** Material for this task **
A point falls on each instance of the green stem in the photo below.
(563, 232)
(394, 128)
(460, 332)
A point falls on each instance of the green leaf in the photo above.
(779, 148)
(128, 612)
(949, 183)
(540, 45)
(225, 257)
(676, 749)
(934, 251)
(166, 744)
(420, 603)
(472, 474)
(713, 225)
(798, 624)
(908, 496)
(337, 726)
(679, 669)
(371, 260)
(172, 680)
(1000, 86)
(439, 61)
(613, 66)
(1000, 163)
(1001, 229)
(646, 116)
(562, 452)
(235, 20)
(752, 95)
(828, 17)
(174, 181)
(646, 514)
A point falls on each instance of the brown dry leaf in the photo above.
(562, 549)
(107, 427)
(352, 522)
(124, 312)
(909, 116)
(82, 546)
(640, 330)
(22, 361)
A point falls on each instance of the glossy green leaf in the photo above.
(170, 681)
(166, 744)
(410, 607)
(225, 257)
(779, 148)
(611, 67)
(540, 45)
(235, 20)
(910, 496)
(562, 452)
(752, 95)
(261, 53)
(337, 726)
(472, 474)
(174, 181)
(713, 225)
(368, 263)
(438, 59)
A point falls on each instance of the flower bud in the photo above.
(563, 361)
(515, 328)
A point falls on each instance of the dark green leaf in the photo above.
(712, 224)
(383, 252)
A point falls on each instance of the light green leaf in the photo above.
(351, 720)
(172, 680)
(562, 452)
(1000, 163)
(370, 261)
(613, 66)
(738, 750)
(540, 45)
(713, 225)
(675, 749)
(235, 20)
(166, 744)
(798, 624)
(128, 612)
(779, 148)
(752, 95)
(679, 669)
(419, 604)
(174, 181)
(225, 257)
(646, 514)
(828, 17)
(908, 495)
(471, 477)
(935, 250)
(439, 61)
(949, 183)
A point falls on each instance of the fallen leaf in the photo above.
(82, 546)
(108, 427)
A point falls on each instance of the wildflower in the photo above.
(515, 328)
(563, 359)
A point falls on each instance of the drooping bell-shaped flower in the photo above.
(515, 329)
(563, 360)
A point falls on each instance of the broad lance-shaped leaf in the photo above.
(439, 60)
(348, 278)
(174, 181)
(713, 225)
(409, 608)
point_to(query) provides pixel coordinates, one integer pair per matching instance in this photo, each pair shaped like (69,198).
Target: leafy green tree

** What you are asked to do **
Print the line that contains "A point falls on each instance of the broad" and each line after it up to the end of the listing, exactly as written.

** The answer **
A point falls on each instance of the broad lance-shaped leaf in the photo above.
(439, 60)
(348, 278)
(174, 181)
(713, 225)
(409, 608)
point_to(query) provides pixel coordinates, one integer pair per matching instance in this photo, each pair shaped like (69,198).
Target: leafy green tree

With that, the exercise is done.